### Your instructions
Please retype all the records below exactly as they read.

### Stored data entries
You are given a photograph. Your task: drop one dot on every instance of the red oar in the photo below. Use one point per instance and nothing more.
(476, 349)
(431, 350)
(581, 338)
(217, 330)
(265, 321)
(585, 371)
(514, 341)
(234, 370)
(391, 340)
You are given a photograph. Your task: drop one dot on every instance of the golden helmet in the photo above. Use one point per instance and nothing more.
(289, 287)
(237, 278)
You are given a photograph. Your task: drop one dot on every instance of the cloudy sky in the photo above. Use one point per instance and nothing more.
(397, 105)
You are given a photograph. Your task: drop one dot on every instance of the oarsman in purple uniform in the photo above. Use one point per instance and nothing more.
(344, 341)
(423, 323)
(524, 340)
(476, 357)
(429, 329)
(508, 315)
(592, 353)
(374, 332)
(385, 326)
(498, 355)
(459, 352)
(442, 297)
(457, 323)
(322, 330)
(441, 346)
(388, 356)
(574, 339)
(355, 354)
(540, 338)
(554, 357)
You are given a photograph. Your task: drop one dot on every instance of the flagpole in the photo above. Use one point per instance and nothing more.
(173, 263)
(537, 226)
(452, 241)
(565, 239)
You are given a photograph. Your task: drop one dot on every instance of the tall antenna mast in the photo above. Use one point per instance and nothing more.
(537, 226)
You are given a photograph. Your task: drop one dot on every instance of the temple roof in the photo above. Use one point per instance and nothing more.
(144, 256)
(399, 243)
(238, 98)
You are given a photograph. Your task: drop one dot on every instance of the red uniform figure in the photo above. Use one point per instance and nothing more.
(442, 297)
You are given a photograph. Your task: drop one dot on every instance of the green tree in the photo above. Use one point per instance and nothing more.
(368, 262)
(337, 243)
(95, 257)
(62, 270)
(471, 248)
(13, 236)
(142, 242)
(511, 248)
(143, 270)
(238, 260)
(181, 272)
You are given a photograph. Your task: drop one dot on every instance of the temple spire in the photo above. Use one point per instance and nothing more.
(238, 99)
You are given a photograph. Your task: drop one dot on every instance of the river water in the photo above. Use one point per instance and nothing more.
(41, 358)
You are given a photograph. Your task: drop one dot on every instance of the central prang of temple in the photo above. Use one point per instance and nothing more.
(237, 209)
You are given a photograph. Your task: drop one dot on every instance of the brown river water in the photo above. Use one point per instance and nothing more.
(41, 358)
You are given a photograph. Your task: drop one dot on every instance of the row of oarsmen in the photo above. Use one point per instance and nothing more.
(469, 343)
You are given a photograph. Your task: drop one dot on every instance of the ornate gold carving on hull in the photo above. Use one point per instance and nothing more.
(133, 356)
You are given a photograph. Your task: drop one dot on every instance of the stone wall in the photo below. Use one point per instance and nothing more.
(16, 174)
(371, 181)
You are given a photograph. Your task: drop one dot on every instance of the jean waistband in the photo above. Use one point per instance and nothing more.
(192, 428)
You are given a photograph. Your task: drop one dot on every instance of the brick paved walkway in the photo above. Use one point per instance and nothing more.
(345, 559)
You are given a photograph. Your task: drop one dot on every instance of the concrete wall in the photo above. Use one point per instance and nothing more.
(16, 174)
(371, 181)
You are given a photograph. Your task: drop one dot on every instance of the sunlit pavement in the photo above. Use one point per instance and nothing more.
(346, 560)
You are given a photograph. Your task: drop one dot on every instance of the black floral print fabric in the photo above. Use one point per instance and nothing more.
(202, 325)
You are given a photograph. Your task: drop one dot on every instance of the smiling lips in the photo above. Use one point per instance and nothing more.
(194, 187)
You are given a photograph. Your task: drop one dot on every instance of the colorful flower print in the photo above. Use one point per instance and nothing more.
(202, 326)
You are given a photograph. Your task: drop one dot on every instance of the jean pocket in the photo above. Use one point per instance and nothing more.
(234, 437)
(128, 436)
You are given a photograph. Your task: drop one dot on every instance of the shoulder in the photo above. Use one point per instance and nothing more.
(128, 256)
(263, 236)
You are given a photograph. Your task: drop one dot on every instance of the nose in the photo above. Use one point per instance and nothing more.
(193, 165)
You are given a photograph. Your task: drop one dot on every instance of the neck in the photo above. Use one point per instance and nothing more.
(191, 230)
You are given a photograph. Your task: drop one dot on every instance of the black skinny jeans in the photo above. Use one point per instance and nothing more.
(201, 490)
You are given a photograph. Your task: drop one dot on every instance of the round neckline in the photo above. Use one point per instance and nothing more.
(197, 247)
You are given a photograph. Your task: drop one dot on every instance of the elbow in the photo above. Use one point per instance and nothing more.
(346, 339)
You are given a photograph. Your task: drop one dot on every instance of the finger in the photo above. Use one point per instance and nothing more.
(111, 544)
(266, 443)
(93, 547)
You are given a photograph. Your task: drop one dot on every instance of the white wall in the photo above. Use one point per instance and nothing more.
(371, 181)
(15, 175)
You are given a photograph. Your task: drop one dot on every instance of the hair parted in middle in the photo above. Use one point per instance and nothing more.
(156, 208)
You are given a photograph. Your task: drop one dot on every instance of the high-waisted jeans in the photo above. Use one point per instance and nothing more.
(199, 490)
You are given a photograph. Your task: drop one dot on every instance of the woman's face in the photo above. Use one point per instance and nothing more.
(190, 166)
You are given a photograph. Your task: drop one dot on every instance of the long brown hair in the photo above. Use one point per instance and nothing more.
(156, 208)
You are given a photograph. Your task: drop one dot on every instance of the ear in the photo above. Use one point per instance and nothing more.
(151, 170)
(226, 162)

### Written answer
You are given a photograph. Your task: drop one dot on every instance of the red oar in the photo below. Use one point per instance and nothing more.
(476, 349)
(431, 350)
(581, 338)
(217, 330)
(265, 321)
(585, 371)
(514, 341)
(234, 370)
(391, 340)
You are given a photograph. Your task: drop one dot on every instance of the golden helmet in the photo above. Use one point per instance and nothing more.
(289, 287)
(237, 278)
You are given a photograph. Your task: drop one dot on every instance of the cloudy sky in the photo above. Use one point per instance and nothing more.
(397, 105)
You are given a photograph. Your task: drop one dot on every instance of the oarsman in purple uniform in the photo above. Use one point per instance and nothing more.
(344, 341)
(423, 323)
(524, 340)
(476, 357)
(429, 329)
(508, 315)
(592, 353)
(374, 332)
(385, 326)
(498, 355)
(459, 352)
(442, 297)
(457, 323)
(322, 330)
(441, 346)
(388, 356)
(574, 339)
(355, 354)
(540, 338)
(554, 357)
You are given a photograph. Your task: drop one dot on every instance of the flagpole in the photo above. Use one point per instance and nothing more.
(173, 263)
(537, 226)
(452, 241)
(565, 239)
You are given a photograph. Your task: drop one dot on every instance of the tall antenna mast in the photo above. Use one point per instance and nothing more.
(537, 226)
You are given a photograph. Your task: drop one dot on every instance of the temple roof in the photo above. Use one point per instance and nothing more.
(144, 256)
(399, 243)
(238, 98)
You are given a photograph. Your task: drop one dot on every instance of the red uniform figure in the photo above. Use one point per instance and nothing more.
(442, 297)
You are given a photograph. Your task: drop one dot on every instance of the green tree in the photo above. Use one point per instance and nothing more.
(368, 262)
(337, 243)
(95, 257)
(62, 270)
(471, 248)
(13, 236)
(142, 242)
(511, 248)
(143, 270)
(238, 260)
(181, 272)
You are given a photograph. Your task: drop one dot on every instance of the temple spire in the photo above. Use one point per instance and nothing more.
(238, 99)
You are given a photograph. Your task: drop one dot on every instance of the river water in the photo above. Use one point per instance and nothing more.
(41, 358)
You are given a photograph. Your task: drop one dot on every instance of the central prang of temple in the photo above. Use one point per instance and nothing more.
(237, 209)
You are given a photograph. Your task: drop one dot on every instance of the brown river water in the photo above. Use one point per instance and nothing more.
(41, 358)
You are given a photograph. Your task: drop one dot on every instance of the row of oarsmen in the photo above. Use one point per instance and nothing more.
(469, 343)
You are given a photograph. Your task: drop one dot on every instance of the ornate gold carving on hull in the photo above. Use one point per instance and nothing more.
(133, 356)
You are given a photograph. Your task: drop one dot on every instance of the stone wall in the photo below. Use one point per instance and nothing more.
(16, 174)
(371, 181)
You are given a photograph. Your task: drop one dot on every instance of the jean waistband in the photo above. Use one point per instance and nothing more.
(192, 428)
You are given a photograph. Your task: drop one dot on every instance of the brick paved walkway in the photo above. Use one point per instance and nothing more.
(345, 559)
You are given a photograph. Your task: drop one dot on every instance of the concrete wall in the photo above. Use one point per instance and nothing more.
(16, 174)
(371, 181)
You are given a photograph. Your task: drop one dot on every instance of the sunlit pavement in the photo above. Use one point per instance and nothing more.
(346, 560)
You are given a photograph. Your task: drop one dot on every instance of the black floral print fabric in the photo above. Use one point per instance and nothing more.
(202, 325)
You are given a photograph. Your task: drop one dot on every instance of the smiling lips in the photo above. Use one point per instance and nothing more.
(194, 187)
You are given a photograph. Your task: drop one dot on every instance of the colorful flower print in the photo above. Use one point per instance and nothing more.
(202, 326)
You are given a photograph. Your task: drop one dot on every instance of the jean pocket in the photo above. Use one point per instance and nothing more.
(234, 437)
(128, 436)
You are given a photograph. Your task: drop one dot on every instance of the shoulder in the photo above. Use one point per instance and nothing more.
(128, 256)
(263, 236)
You are given a photograph. Your task: drop one dot on every instance of the nose in the photo above. Use one point per instance and nothing more.
(193, 165)
You are given a photograph. Your task: drop one dot on every instance of the neck in the photo above. Use one point per instance and nothing more.
(191, 230)
You are given a photograph. Your task: drop one dot on every instance of the black skinny jeans in the photo above. Use one point per instance and nothing more.
(201, 490)
You are given a photograph. Your task: drop one dot on every instance of the round neckline in the photo above. Use one point per instance and nothing more.
(197, 247)
You are given a photograph. Your task: drop one dot on every instance of the elbow in the photo above. Use one point per instance and nothing more.
(346, 339)
You are given a photograph. Your task: drop one dot on every instance of the finger in the photo above. Use one point per instance and nothing more.
(111, 544)
(266, 443)
(93, 547)
You are given a photograph. Your task: drop one dot on every instance of the white wall in the photo above. Use one point per instance and nothing more.
(371, 181)
(15, 175)
You are given a photograph. Your task: drop one dot on every instance of the hair parted in middle in the photo above. Use one point per instance and nothing more.
(156, 208)
You are given a photograph. Your task: drop one dot on every instance of the high-waisted jeans in the photo above. Use one point per instance and nothing more.
(199, 490)
You are given a photograph. Your task: drop one dot on every instance of the woman's face in the photo above. Use one point per instance and nothing more.
(190, 166)
You are given a photograph. Your task: drop one dot on every instance of the long brown hair in the photo above. Use one point per instance and nothing more.
(156, 208)
You are given a photograph. Your task: drop one dot on every instance of the ear in the photo above. Use one point per instance and nothing more.
(151, 170)
(226, 162)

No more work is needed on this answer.